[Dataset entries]

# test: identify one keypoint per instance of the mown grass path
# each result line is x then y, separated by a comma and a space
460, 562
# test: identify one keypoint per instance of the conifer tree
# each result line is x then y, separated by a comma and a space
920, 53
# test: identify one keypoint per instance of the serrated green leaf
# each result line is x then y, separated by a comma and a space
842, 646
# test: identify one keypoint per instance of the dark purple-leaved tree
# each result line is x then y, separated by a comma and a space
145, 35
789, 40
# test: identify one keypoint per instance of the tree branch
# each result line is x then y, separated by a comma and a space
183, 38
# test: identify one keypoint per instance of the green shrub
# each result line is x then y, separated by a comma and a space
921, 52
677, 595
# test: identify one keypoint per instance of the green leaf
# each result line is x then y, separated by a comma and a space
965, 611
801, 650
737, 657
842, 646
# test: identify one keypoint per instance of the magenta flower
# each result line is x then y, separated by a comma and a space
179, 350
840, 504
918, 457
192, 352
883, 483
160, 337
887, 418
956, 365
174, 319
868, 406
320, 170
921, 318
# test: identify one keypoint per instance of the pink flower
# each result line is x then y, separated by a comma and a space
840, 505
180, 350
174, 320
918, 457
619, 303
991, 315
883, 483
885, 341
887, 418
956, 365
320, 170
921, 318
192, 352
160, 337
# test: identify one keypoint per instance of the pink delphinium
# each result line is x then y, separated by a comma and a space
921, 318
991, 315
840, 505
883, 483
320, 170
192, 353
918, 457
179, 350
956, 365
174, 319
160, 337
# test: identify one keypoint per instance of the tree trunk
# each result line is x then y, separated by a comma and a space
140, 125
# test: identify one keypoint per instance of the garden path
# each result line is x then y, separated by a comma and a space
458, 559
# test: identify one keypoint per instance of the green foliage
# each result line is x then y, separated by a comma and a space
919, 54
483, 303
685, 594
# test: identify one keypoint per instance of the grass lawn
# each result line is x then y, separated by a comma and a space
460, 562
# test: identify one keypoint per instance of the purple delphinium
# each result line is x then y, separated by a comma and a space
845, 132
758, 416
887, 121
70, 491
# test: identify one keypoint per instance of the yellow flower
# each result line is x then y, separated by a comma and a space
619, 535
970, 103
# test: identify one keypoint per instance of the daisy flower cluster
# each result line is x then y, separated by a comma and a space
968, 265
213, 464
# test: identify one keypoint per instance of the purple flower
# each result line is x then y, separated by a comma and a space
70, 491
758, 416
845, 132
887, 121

---

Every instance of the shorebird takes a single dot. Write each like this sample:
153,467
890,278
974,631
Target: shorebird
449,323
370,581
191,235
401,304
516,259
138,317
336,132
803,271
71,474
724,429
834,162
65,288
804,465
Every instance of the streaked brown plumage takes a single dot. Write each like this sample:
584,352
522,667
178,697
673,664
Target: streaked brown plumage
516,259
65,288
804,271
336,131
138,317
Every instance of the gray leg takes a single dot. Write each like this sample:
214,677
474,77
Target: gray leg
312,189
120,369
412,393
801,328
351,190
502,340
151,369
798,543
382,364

* * *

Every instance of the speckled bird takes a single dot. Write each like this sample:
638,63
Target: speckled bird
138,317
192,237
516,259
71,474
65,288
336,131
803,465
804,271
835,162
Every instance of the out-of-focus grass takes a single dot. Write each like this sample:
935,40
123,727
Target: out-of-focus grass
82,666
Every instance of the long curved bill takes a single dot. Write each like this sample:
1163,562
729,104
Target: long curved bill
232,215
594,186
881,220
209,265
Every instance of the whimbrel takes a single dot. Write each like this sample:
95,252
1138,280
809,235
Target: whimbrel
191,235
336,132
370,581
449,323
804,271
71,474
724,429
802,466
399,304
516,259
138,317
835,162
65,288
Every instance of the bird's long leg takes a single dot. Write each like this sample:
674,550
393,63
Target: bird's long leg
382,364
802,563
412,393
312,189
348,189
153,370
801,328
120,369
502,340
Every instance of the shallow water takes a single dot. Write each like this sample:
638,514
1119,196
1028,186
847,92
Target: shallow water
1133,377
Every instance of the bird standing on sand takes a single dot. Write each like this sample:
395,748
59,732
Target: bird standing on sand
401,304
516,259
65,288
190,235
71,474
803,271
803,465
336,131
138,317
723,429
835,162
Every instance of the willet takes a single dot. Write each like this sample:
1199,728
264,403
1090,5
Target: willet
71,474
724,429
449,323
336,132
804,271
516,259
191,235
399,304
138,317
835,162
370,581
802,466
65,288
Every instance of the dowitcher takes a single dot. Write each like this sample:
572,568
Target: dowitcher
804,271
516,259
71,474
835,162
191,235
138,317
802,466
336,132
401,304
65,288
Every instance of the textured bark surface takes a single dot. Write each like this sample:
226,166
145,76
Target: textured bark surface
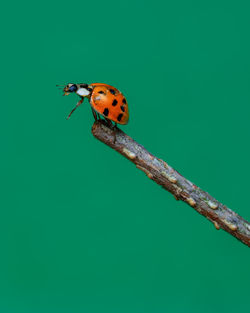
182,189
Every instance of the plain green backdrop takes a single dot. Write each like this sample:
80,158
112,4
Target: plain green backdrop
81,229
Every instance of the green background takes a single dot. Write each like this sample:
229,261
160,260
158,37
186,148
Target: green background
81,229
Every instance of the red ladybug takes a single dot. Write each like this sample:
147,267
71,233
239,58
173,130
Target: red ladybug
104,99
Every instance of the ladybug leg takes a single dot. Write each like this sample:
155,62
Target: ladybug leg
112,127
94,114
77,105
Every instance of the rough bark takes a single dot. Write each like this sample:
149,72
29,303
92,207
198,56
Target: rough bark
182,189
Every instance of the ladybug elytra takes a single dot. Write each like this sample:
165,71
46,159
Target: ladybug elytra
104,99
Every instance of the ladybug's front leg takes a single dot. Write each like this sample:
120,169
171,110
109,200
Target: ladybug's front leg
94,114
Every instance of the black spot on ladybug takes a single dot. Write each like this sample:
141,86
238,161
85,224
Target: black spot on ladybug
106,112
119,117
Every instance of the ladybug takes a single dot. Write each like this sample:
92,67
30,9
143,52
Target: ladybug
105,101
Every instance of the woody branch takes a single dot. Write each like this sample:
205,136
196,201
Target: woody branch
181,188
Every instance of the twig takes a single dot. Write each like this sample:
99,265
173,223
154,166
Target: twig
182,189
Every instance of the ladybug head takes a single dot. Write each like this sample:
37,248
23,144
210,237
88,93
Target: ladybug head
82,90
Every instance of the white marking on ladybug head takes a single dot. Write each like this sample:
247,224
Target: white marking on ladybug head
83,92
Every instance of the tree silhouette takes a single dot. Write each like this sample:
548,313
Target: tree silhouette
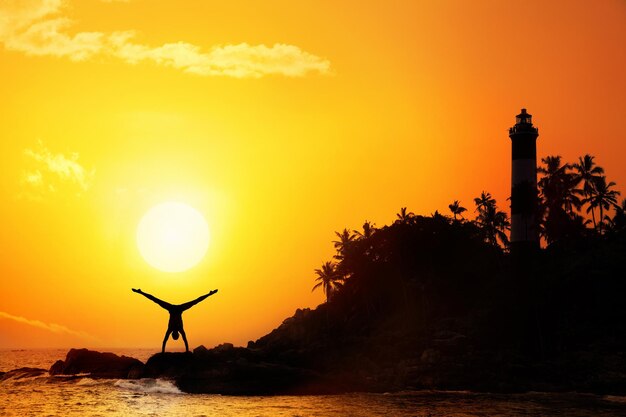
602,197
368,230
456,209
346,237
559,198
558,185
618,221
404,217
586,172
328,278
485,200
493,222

• _WHAT TO PRODUCE_
Look through the data above. Copy every line with the string "leaf" in it.

• _ANSWER TO THIS EXERCISE_
# test: identify one keypoint per instance of the serrated green leaf
# test: identify one keypoint per instance of the green leaf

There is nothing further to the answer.